● **EXTRACT**:
********

The virtual station approach was undertaken by Jevrejeva et al (2008), in which they extend sea level records backwards from 1850 by using three of the longest tide gauge records available. The linear part of each record was removed, which contained the land movement component. The same approach could be applied to the Irish data set. As Dublin PSMSL has the longest record in Ireland, the data could be used to extend back other records such as Dunmore East (Jevrejeva et al. 2008).
The data are not homogenous and consistent enough to average simply. If comparing NTGN data with PSMSL data the records need to be in a standardised format. Such as removing roughly 7000 and the mean from PSMSL data. Similarly the NTGN data needs to be converted from meters into millimeters. To relate longer records to shorter ones, you could find where the data overlaps, get the difference between the two during the overlapping period, and add that onto the original data set. If the data do not overlap, in the case of Malin, a station nearby that has a longer record could be used as a proxy.
There are a variety of factors that influence sea level rise and are discussed by Dangendorf et al. (2017) and Hay et al. (2015) These factors include glacier and ice-sheet mass loss, ocean thermal expansion, and changes in land water storage. Each of these factors influence global sea level, contributing to the acceleration in sea level rise. Producing an estimate of how the sea has risen globally has proven a difficult challenge. Difficulties arise as long-term data is globally sparse and inhomogenous. The data tends to be contaminated by local signals due to ongoing glacial isostatic adjustment (Dangendorf et al., 2017; Hay et al., 2015). When producing the Irish Mean Sea Level curve each of these factors influences the records. Ocean thermal expansion and ice-sheet mass loss has global effects on sea level rise and therefore would contribute to an increasing sea level rise in Ireland. Other factors such as long-term consistent data also proves as a problem when producing the curve. The PSMSL data tend to have older records than the NTGN however the data is inconsistent and a lot of the stations have stopped recording sea level. Similarly, the stations from the PSMSL are not evenly distributed around Ireland and there is a lack of long term data for the south of Ireland. The NTGN stations are more evenly distributed, but have short term recording periods. Therefore, it is difficult to analyse trends from the data. Glacial Isostatic Adjustment also plays a fundamental role with regards to sea level rise in Ireland. Particularly in the south west of Ireland, where the land is sinking every year, which would cause a more significant increase in sea level rise, which can be seen in the map with regards to Castletownbere. However, in the North East of Ireland the ground is rising partially, which may cause sea level rise not be recorded in that area.

********

● **ROWS**:
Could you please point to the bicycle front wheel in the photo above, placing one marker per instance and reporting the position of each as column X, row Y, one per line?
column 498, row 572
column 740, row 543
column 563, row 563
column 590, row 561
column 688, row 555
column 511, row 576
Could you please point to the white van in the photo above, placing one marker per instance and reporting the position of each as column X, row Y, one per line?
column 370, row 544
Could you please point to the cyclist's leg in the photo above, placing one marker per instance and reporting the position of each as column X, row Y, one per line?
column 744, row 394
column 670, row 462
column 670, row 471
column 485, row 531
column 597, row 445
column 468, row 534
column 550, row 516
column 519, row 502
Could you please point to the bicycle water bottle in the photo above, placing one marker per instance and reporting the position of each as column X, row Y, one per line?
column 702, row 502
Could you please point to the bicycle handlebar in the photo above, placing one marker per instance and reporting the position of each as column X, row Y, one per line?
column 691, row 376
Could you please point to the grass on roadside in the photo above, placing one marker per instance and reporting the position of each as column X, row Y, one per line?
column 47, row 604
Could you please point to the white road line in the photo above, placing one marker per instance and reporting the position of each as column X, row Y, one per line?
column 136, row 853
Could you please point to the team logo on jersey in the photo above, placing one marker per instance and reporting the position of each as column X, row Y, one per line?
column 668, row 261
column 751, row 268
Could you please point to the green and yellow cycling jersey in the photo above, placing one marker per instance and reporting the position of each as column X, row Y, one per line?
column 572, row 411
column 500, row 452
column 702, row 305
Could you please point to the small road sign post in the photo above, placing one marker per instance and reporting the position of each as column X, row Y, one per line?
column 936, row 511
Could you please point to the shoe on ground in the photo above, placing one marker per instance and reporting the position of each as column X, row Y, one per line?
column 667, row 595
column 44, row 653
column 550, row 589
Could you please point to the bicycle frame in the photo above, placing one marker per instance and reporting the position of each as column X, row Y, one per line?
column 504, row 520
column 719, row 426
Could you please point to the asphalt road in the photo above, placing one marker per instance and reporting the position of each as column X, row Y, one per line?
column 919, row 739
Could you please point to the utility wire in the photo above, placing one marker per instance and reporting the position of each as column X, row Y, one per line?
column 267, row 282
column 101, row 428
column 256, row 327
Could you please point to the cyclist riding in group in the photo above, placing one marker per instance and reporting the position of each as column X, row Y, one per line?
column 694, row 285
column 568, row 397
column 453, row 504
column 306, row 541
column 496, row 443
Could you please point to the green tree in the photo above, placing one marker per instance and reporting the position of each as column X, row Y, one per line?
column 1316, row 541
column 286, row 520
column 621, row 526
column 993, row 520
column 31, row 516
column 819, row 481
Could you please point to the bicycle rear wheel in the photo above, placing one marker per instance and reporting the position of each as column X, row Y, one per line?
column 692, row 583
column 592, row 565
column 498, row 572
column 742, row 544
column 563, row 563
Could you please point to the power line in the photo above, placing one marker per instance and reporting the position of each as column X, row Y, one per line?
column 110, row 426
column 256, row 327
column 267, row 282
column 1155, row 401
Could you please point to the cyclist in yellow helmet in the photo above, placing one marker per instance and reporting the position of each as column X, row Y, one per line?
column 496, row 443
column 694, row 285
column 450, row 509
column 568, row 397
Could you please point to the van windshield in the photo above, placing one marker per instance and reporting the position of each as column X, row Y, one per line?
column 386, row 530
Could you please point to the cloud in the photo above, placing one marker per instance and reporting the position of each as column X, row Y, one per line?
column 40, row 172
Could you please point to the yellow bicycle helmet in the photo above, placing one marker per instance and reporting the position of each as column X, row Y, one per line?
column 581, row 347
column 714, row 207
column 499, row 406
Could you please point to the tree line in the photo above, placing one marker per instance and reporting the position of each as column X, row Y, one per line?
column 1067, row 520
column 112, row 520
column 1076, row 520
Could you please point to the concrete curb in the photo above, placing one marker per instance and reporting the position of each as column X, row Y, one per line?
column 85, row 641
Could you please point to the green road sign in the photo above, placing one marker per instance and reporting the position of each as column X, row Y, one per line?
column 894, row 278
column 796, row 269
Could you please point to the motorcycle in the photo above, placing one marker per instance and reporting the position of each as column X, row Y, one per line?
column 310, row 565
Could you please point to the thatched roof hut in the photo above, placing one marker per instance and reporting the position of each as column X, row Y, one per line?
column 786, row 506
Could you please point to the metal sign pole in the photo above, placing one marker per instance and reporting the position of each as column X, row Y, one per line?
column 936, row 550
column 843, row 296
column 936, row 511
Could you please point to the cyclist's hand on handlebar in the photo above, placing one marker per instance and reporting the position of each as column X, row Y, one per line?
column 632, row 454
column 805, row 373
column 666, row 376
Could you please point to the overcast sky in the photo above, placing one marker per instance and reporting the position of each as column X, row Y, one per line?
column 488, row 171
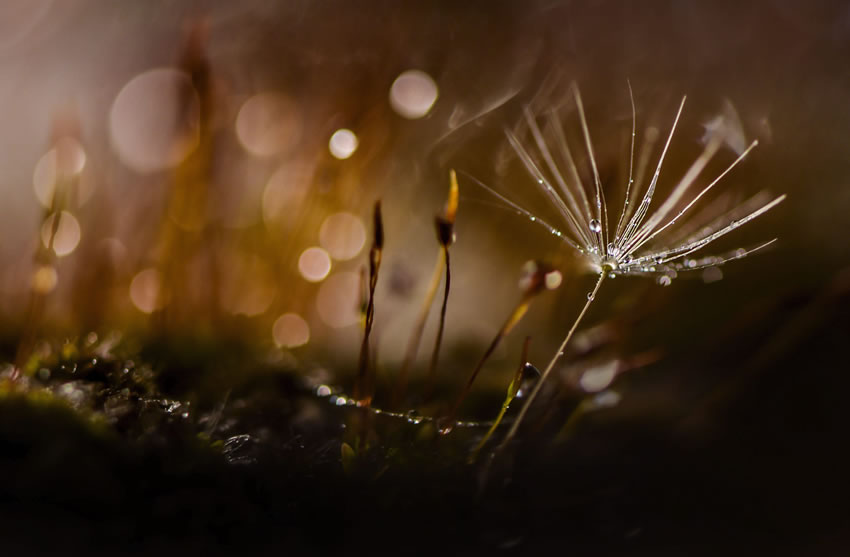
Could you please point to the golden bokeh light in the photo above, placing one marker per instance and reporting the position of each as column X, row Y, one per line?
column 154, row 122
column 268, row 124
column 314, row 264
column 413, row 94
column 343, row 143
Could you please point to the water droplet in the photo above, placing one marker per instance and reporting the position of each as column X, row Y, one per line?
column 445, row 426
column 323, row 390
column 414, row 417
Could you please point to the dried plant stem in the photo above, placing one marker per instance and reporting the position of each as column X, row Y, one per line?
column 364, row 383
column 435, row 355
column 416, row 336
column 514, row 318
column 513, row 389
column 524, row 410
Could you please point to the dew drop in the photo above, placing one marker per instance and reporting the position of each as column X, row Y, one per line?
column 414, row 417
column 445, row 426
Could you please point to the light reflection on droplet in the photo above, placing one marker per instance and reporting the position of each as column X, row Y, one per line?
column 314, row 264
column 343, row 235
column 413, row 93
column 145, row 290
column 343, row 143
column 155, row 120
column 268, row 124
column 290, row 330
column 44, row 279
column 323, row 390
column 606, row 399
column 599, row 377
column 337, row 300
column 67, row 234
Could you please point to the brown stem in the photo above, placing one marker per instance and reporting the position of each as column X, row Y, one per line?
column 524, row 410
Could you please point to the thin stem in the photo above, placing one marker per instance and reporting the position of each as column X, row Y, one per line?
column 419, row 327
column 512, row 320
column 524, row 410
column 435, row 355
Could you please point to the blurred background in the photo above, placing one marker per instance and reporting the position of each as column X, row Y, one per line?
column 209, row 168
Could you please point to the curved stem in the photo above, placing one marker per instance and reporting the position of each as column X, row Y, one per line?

********

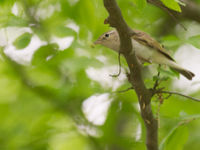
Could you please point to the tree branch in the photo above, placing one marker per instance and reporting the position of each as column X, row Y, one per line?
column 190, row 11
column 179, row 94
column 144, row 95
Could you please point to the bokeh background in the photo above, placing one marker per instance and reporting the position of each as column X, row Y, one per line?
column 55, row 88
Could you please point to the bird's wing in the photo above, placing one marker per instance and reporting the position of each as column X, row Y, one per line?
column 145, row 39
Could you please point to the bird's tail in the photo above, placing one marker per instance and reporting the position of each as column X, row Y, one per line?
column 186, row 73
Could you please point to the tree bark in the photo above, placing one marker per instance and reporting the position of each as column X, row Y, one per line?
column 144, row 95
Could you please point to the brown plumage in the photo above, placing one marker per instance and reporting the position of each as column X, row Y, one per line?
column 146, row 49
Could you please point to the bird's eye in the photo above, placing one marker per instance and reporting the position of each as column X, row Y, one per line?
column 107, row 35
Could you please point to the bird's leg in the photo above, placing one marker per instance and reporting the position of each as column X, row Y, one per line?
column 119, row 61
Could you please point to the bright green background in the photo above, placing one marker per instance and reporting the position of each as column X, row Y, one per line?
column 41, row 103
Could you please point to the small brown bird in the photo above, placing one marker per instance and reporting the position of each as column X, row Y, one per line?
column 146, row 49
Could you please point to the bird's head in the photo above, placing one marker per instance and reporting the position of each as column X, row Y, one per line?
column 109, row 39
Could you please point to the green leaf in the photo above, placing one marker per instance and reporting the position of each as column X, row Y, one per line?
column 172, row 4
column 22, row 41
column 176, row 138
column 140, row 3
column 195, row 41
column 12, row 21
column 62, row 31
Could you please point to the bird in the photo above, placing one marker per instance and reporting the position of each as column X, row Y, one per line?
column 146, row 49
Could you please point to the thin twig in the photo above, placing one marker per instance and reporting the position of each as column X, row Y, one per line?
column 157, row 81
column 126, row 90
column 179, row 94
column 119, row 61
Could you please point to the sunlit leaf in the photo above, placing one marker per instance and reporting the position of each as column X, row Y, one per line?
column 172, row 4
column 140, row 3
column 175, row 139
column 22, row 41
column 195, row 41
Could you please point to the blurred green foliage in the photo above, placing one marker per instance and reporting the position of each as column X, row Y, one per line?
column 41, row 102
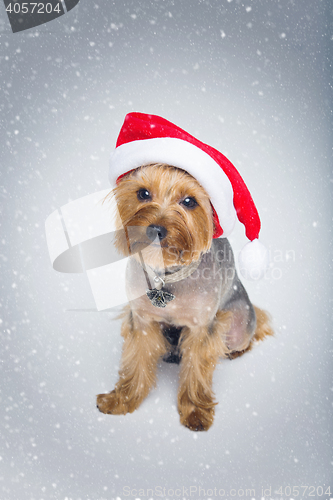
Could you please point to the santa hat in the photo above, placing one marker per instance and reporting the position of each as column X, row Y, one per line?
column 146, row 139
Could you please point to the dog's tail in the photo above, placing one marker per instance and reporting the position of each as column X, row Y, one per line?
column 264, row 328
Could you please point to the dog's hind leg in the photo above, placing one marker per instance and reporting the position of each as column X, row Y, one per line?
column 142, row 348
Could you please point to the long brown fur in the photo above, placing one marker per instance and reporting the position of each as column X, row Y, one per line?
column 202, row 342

********

● **EXERCISE TASKS**:
A. Answer these questions about the text on Irish sea level records, each on its own line:
(i) Which station does the text say has the longest record in Ireland?
(ii) What unit must the NTGN data be converted from, and into what unit?
(iii) In which part of Ireland does the text say the land is sinking every year?
B. Carry on the text on Irish sea level records past its final sentence.

● **ANSWERS TO EACH TASK**:
A.
(i) Dublin PSMSL
(ii) From meters into millimeters
(iii) The south west of Ireland

B.
Overall this exercise has highlighted the difficulty of producing a mean sea level curve for Ireland. The tide gauge data from Ireland is from two different sources and they use different formats. This causes difficulty, because to analyse the data it must be in a standardised format. Similarly, the records are of different lengths and contain a lot of missing data. To extend data frames, stations near by can be used to infill the missing data. These all give rise to the ultimate problem of producing a global sea level curve, which analyses sea level rise trends globally. Different methods and local factors give rise to different results. However, it is of utmost importance to understand how sea level is changing, especially in the face of climate change, as sea level rise will have devastating impacts on low lying lands and coastal cities if adaptative behaviours are not undertaken.
Bibliography:
Dangendorf, S., Marcos, M., Wöppelmann, G., Conrad, C.P., Frederikse, T. and Riva, R., 2017. Reassessment of 20th century global mean sea level rise. Proceedings of the National Academy of Sciences, 114(23), pp.5946-5951.
Hay, C.C., Morrow, E., Kopp, R.E. and Mitrovica, J.X., 2015. Probabilistic reanalysis of twentieth-century sea-level rise. Nature, 517(7535), p.481.
Jevrejeva, S., Moore, J.C., Grinsted, A. and Woodworth, P.L., 2008. Recent global sea level acceleration started over 200 years ago?. Geophysical Research Letters, 35(8).